## Set problem A
State how many lines of the records below contain the string "person", counting only matches with identical case. Reply with the number alone.

# Unknown language: cenzcemhtn zhtnle



## anf8701

I believe this is Czech, but i can't find what it is...? its written on a sword. Maybe its a name?

Any help would be greatly appreciated.


----------



## Cenzontle

Sorry, I can't help.  At first I thought it was a garbling of my name, which is Nahuatl filtered through Spanish.


----------



## CapnPrep

Here is an earlier thread about apparent gibberish in Latin script on a sword:
Unknown language: Rtuf gxc fakyxcn


----------



## atcheque

Dobrý den,

Do you have more context or background, please?
atcheque, moderátor


----------



## anf8701

atcheque said:


> Dobrý den,
> 
> Do you have more context or background, please?
> atcheque, moderátor



My father bought a sword in thailand. it looks really old, the wording is a bit faded it looks like an antique. on the blade it says that writing. no idea what it is, a name or maybe something to make it look legit. not sure, any thoughts are appreciated


----------



## anf8701

Hi All,

I posted this earlier in another forum ( ...), was told to post it in Other languages, I'm not sure exactly what language this is, whether its a name etc. here is some pics of what it is attached to. My father bought it as it looked very old, its attached to a sword. Pics below:


 

Any information would be very appreciated


----------

## Data shown

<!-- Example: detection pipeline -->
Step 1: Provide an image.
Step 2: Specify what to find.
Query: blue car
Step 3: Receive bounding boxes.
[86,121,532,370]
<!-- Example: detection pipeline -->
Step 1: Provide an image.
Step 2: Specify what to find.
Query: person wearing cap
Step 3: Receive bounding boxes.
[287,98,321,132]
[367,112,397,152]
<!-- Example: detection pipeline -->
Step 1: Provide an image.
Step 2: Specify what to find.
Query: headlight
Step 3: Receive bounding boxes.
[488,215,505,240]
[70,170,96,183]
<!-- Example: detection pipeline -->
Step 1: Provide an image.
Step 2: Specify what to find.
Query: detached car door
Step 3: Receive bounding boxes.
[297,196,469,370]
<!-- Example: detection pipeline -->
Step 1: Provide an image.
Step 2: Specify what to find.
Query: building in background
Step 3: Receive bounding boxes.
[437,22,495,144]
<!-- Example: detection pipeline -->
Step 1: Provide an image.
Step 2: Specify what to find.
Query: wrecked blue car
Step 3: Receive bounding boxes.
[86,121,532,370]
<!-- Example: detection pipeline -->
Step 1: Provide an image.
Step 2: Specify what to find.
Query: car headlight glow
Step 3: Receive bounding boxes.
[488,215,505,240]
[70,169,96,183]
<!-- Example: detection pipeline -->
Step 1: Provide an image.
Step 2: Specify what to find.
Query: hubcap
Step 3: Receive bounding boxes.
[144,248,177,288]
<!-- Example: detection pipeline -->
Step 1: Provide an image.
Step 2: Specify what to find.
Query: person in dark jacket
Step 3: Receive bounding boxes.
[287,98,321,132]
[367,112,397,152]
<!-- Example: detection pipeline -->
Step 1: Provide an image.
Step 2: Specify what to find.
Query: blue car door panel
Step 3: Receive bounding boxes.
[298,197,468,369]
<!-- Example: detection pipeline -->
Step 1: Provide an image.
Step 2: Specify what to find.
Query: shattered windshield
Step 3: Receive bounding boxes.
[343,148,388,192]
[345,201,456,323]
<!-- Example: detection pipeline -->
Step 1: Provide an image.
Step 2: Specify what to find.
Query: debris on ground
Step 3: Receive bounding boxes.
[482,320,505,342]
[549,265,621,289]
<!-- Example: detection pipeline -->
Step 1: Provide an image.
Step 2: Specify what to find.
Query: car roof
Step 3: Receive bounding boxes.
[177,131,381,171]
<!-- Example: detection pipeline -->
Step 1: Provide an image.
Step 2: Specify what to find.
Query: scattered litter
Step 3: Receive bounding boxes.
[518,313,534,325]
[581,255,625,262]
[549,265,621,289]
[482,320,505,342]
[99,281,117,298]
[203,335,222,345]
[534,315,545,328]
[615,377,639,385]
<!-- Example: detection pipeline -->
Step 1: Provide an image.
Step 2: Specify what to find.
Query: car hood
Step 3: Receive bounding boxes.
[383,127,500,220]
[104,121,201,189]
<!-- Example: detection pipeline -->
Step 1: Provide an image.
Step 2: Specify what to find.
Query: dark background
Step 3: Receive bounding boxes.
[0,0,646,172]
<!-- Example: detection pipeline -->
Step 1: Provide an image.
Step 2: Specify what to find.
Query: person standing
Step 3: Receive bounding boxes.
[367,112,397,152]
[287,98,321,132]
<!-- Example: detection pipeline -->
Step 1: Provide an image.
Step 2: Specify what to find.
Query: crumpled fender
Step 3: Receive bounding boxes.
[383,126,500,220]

## Set problem B
According to the forum thread, in which country was the sword bought?

## Full output A
3

## Full output B
Thailand.